#### [SET EXERCISE]
Please lay out all of the data below as a Markdown table with two columns, Row and Entry, giving each line its own numbered row and leaving out blank lines.

#### [SUPPLIED DATA]

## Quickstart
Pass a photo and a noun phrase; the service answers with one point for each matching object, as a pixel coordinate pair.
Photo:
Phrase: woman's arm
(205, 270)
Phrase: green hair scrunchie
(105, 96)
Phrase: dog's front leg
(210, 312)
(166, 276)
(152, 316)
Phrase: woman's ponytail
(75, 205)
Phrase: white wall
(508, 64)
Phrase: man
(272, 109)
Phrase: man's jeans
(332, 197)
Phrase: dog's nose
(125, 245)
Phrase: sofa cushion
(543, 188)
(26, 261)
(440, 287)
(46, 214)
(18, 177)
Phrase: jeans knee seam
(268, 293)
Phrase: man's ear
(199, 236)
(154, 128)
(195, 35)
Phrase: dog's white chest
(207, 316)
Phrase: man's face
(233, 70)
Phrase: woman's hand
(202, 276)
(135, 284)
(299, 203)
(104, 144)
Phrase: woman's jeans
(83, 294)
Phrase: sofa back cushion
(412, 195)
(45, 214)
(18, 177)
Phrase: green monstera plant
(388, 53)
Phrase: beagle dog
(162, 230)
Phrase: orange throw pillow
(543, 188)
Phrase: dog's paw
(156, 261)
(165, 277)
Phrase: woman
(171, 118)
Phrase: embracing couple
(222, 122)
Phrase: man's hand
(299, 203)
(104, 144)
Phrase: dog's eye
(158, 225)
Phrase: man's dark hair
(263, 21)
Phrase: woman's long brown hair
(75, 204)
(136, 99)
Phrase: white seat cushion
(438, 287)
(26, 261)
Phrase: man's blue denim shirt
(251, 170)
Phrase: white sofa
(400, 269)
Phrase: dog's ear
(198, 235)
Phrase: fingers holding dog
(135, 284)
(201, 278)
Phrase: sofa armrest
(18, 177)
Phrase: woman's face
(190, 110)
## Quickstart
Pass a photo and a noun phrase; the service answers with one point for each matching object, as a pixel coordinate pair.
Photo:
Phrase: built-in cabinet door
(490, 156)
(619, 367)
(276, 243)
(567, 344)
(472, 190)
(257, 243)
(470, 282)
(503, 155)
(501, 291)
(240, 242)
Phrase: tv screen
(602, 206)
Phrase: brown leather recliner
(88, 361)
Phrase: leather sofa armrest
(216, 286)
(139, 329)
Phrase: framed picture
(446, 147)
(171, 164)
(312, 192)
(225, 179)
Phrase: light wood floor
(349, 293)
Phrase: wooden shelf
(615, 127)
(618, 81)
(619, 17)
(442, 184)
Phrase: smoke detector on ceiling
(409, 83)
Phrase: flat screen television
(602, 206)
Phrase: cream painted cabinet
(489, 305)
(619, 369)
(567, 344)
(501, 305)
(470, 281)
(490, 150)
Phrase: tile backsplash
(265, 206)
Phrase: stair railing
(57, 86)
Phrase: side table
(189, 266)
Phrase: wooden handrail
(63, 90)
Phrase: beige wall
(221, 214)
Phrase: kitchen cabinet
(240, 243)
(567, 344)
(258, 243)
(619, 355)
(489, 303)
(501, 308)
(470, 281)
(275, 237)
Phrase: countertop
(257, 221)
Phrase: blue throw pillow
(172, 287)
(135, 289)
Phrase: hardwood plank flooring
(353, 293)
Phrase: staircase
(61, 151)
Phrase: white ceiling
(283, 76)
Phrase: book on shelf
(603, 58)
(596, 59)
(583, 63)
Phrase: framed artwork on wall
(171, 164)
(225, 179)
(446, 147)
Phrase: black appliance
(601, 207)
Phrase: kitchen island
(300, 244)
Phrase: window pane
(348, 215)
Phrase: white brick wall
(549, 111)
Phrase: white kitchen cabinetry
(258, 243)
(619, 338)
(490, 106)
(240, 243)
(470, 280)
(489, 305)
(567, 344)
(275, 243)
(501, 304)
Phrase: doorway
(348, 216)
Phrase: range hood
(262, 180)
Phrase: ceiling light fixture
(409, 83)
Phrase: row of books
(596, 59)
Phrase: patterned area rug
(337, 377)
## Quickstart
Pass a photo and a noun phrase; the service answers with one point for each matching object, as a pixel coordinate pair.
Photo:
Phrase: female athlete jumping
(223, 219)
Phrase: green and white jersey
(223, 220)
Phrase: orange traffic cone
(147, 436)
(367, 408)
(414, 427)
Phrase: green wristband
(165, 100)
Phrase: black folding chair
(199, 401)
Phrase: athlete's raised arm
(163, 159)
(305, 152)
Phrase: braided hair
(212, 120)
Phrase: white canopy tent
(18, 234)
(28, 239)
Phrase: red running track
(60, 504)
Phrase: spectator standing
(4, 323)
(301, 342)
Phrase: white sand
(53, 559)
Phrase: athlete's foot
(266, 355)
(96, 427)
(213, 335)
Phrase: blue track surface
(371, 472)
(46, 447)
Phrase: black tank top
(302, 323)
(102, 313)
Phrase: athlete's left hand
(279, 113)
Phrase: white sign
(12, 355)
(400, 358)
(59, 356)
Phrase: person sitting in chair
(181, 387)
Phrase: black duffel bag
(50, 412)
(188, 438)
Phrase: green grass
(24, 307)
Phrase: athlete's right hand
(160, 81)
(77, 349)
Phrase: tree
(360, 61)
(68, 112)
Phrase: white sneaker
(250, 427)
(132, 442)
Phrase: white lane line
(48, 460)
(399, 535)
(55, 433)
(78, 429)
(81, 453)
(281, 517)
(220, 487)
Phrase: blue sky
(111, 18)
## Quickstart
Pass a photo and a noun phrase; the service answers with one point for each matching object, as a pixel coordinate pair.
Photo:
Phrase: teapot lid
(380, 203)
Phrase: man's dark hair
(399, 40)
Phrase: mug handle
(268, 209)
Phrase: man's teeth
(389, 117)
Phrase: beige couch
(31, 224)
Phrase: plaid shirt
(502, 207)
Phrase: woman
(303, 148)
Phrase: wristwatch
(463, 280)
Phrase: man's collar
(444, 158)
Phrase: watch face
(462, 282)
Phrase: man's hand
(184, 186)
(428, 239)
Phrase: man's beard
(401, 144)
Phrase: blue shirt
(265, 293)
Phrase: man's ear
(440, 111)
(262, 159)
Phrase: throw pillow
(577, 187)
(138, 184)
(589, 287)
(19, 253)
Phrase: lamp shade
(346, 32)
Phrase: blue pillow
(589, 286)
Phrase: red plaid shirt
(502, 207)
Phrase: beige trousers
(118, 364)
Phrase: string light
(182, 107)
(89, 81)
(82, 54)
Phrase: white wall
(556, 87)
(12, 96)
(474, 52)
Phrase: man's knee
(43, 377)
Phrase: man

#### [COMPLETE ANSWER]
| Row | Entry |
|---|---|
| 1 | ## Quickstart |
| 2 | Pass a photo and a noun phrase; the service answers with one point for each matching object, as a pixel coordinate pair. |
| 3 | Photo: |
| 4 | Phrase: woman's arm |
| 5 | (205, 270) |
| 6 | Phrase: green hair scrunchie |
| 7 | (105, 96) |
| 8 | Phrase: dog's front leg |
| 9 | (210, 312) |
| 10 | (166, 276) |
| 11 | (152, 316) |
| 12 | Phrase: woman's ponytail |
| 13 | (75, 205) |
| 14 | Phrase: white wall |
| 15 | (508, 64) |
| 16 | Phrase: man |
| 17 | (272, 109) |
| 18 | Phrase: man's jeans |
| 19 | (332, 197) |
| 20 | Phrase: dog's nose |
| 21 | (125, 245) |
| 22 | Phrase: sofa cushion |
| 23 | (543, 188) |
| 24 | (26, 261) |
| 25 | (440, 287) |
| 26 | (46, 214) |
| 27 | (18, 177) |
| 28 | Phrase: jeans knee seam |
| 29 | (268, 293) |
| 30 | Phrase: man's ear |
| 31 | (199, 236) |
| 32 | (154, 128) |
| 33 | (195, 35) |
| 34 | Phrase: dog's white chest |
| 35 | (207, 316) |
| 36 | Phrase: man's face |
| 37 | (233, 70) |
| 38 | Phrase: woman's hand |
| 39 | (202, 276) |
| 40 | (135, 284) |
| 41 | (299, 203) |
| 42 | (104, 144) |
| 43 | Phrase: woman's jeans |
| 44 | (83, 294) |
| 45 | Phrase: sofa back cushion |
| 46 | (412, 195) |
| 47 | (45, 214) |
| 48 | (18, 177) |
| 49 | Phrase: green monstera plant |
| 50 | (388, 53) |
| 51 | Phrase: beagle dog |
| 52 | (162, 230) |
| 53 | Phrase: orange throw pillow |
| 54 | (543, 188) |
| 55 | Phrase: dog's paw |
| 56 | (156, 261) |
| 57 | (165, 277) |
| 58 | Phrase: woman |
| 59 | (171, 118) |
| 60 | Phrase: embracing couple |
| 61 | (222, 122) |
| 62 | Phrase: man's hand |
| 63 | (299, 203) |
| 64 | (104, 144) |
| 65 | Phrase: dog's eye |
| 66 | (158, 225) |
| 67 | Phrase: man's dark hair |
| 68 | (263, 21) |
| 69 | Phrase: woman's long brown hair |
| 70 | (75, 204) |
| 71 | (136, 99) |
| 72 | Phrase: white seat cushion |
| 73 | (438, 287) |
| 74 | (26, 261) |
| 75 | Phrase: man's blue denim shirt |
| 76 | (251, 170) |
| 77 | Phrase: white sofa |
| 78 | (400, 269) |
| 79 | Phrase: dog's ear |
| 80 | (198, 235) |
| 81 | Phrase: fingers holding dog |
| 82 | (135, 284) |
| 83 | (201, 278) |
| 84 | Phrase: sofa armrest |
| 85 | (18, 177) |
| 86 | Phrase: woman's face |
| 87 | (190, 110) |
| 88 | ## Quickstart |
| 89 | Pass a photo and a noun phrase; the service answers with one point for each matching object, as a pixel coordinate pair. |
| 90 | Photo: |
| 91 | Phrase: built-in cabinet door |
| 92 | (490, 156) |
| 93 | (619, 367) |
| 94 | (276, 243) |
| 95 | (567, 344) |
| 96 | (472, 190) |
| 97 | (257, 243) |
| 98 | (470, 282) |
| 99 | (503, 155) |
| 100 | (501, 291) |
| 101 | (240, 242) |
| 102 | Phrase: tv screen |
| 103 | (602, 206) |
| 104 | Phrase: brown leather recliner |
| 105 | (88, 361) |
| 106 | Phrase: leather sofa armrest |
| 107 | (216, 286) |
| 108 | (139, 329) |
| 109 | Phrase: framed picture |
| 110 | (446, 147) |
| 111 | (171, 164) |
| 112 | (312, 192) |
| 113 | (225, 179) |
| 114 | Phrase: light wood floor |
| 115 | (349, 293) |
| 116 | Phrase: wooden shelf |
| 117 | (615, 127) |
| 118 | (618, 81) |
| 119 | (619, 17) |
| 120 | (442, 184) |
| 121 | Phrase: smoke detector on ceiling |
| 122 | (409, 83) |
| 123 | Phrase: flat screen television |
| 124 | (602, 206) |
| 125 | Phrase: cream painted cabinet |
| 126 | (489, 305) |
| 127 | (619, 369) |
| 128 | (567, 344) |
| 129 | (501, 305) |
| 130 | (470, 281) |
| 131 | (490, 150) |
| 132 | Phrase: tile backsplash |
| 133 | (265, 206) |
| 134 | Phrase: stair railing |
| 135 | (57, 86) |
| 136 | Phrase: side table |
| 137 | (189, 266) |
| 138 | Phrase: wooden handrail |
| 139 | (63, 90) |
| 140 | Phrase: beige wall |
| 141 | (221, 214) |
| 142 | Phrase: kitchen cabinet |
| 143 | (240, 243) |
| 144 | (567, 344) |
| 145 | (258, 243) |
| 146 | (619, 355) |
| 147 | (489, 303) |
| 148 | (501, 308) |
| 149 | (470, 281) |
| 150 | (275, 237) |
| 151 | Phrase: countertop |
| 152 | (257, 221) |
| 153 | Phrase: blue throw pillow |
| 154 | (172, 287) |
| 155 | (135, 289) |
| 156 | Phrase: hardwood plank flooring |
| 157 | (353, 293) |
| 158 | Phrase: staircase |
| 159 | (61, 151) |
| 160 | Phrase: white ceiling |
| 161 | (283, 76) |
| 162 | Phrase: book on shelf |
| 163 | (603, 58) |
| 164 | (596, 59) |
| 165 | (583, 63) |
| 166 | Phrase: framed artwork on wall |
| 167 | (171, 164) |
| 168 | (225, 179) |
| 169 | (446, 147) |
| 170 | Phrase: black appliance |
| 171 | (601, 207) |
| 172 | Phrase: kitchen island |
| 173 | (300, 244) |
| 174 | Phrase: window pane |
| 175 | (348, 215) |
| 176 | Phrase: white brick wall |
| 177 | (549, 111) |
| 178 | Phrase: white kitchen cabinetry |
| 179 | (258, 243) |
| 180 | (619, 338) |
| 181 | (490, 106) |
| 182 | (240, 243) |
| 183 | (470, 280) |
| 184 | (489, 305) |
| 185 | (567, 344) |
| 186 | (275, 243) |
| 187 | (501, 304) |
| 188 | Phrase: doorway |
| 189 | (348, 216) |
| 190 | Phrase: range hood |
| 191 | (262, 180) |
| 192 | Phrase: ceiling light fixture |
| 193 | (409, 83) |
| 194 | Phrase: row of books |
| 195 | (596, 59) |
| 196 | Phrase: patterned area rug |
| 197 | (337, 377) |
| 198 | ## Quickstart |
| 199 | Pass a photo and a noun phrase; the service answers with one point for each matching object, as a pixel coordinate pair. |
| 200 | Photo: |
| 201 | Phrase: female athlete jumping |
| 202 | (223, 219) |
| 203 | Phrase: green and white jersey |
| 204 | (223, 220) |
| 205 | Phrase: orange traffic cone |
| 206 | (147, 436) |
| 207 | (367, 408) |
| 208 | (414, 427) |
| 209 | Phrase: green wristband |
| 210 | (165, 100) |
| 211 | Phrase: black folding chair |
| 212 | (199, 401) |
| 213 | Phrase: athlete's raised arm |
| 214 | (163, 159) |
| 215 | (305, 152) |
| 216 | Phrase: braided hair |
| 217 | (212, 120) |
| 218 | Phrase: white canopy tent |
| 219 | (18, 234) |
| 220 | (28, 239) |
| 221 | Phrase: red running track |
| 222 | (60, 504) |
| 223 | Phrase: spectator standing |
| 224 | (4, 323) |
| 225 | (301, 342) |
| 226 | Phrase: white sand |
| 227 | (53, 559) |
| 228 | Phrase: athlete's foot |
| 229 | (266, 355) |
| 230 | (96, 427) |
| 231 | (213, 335) |
| 232 | Phrase: blue track surface |
| 233 | (371, 472) |
| 234 | (46, 447) |
| 235 | Phrase: black tank top |
| 236 | (302, 323) |
| 237 | (102, 313) |
| 238 | Phrase: athlete's left hand |
| 239 | (279, 113) |
| 240 | Phrase: white sign |
| 241 | (12, 355) |
| 242 | (400, 358) |
| 243 | (59, 356) |
| 244 | Phrase: person sitting in chair |
| 245 | (181, 387) |
| 246 | Phrase: black duffel bag |
| 247 | (50, 412) |
| 248 | (188, 438) |
| 249 | Phrase: green grass |
| 250 | (24, 307) |
| 251 | Phrase: athlete's right hand |
| 252 | (160, 81) |
| 253 | (77, 349) |
| 254 | Phrase: tree |
| 255 | (360, 61) |
| 256 | (68, 112) |
| 257 | Phrase: white sneaker |
| 258 | (250, 427) |
| 259 | (132, 442) |
| 260 | Phrase: white lane line |
| 261 | (48, 460) |
| 262 | (399, 535) |
| 263 | (55, 433) |
| 264 | (78, 429) |
| 265 | (81, 453) |
| 266 | (281, 517) |
| 267 | (220, 487) |
| 268 | Phrase: blue sky |
| 269 | (111, 18) |
| 270 | ## Quickstart |
| 271 | Pass a photo and a noun phrase; the service answers with one point for each matching object, as a pixel coordinate pair. |
| 272 | Photo: |
| 273 | Phrase: teapot lid |
| 274 | (380, 203) |
| 275 | Phrase: man's dark hair |
| 276 | (399, 40) |
| 277 | Phrase: mug handle |
| 278 | (268, 209) |
| 279 | Phrase: man's teeth |
| 280 | (389, 117) |
| 281 | Phrase: beige couch |
| 282 | (31, 224) |
| 283 | Phrase: plaid shirt |
| 284 | (502, 207) |
| 285 | Phrase: woman |
| 286 | (303, 148) |
| 287 | Phrase: wristwatch |
| 288 | (463, 280) |
| 289 | Phrase: man's collar |
| 290 | (444, 158) |
| 291 | Phrase: watch face |
| 292 | (462, 282) |
| 293 | Phrase: man's hand |
| 294 | (184, 186) |
| 295 | (428, 239) |
| 296 | Phrase: man's beard |
| 297 | (401, 144) |
| 298 | Phrase: blue shirt |
| 299 | (265, 293) |
| 300 | Phrase: man's ear |
| 301 | (440, 111) |
| 302 | (262, 159) |
| 303 | Phrase: throw pillow |
| 304 | (577, 187) |
| 305 | (138, 184) |
| 306 | (589, 287) |
| 307 | (19, 253) |
| 308 | Phrase: lamp shade |
| 309 | (346, 32) |
| 310 | Phrase: blue pillow |
| 311 | (589, 286) |
| 312 | Phrase: red plaid shirt |
| 313 | (502, 207) |
| 314 | Phrase: beige trousers |
| 315 | (118, 364) |
| 316 | Phrase: string light |
| 317 | (182, 107) |
| 318 | (89, 81) |
| 319 | (82, 54) |
| 320 | Phrase: white wall |
| 321 | (556, 87) |
| 322 | (12, 96) |
| 323 | (474, 52) |
| 324 | Phrase: man's knee |
| 325 | (43, 377) |
| 326 | Phrase: man |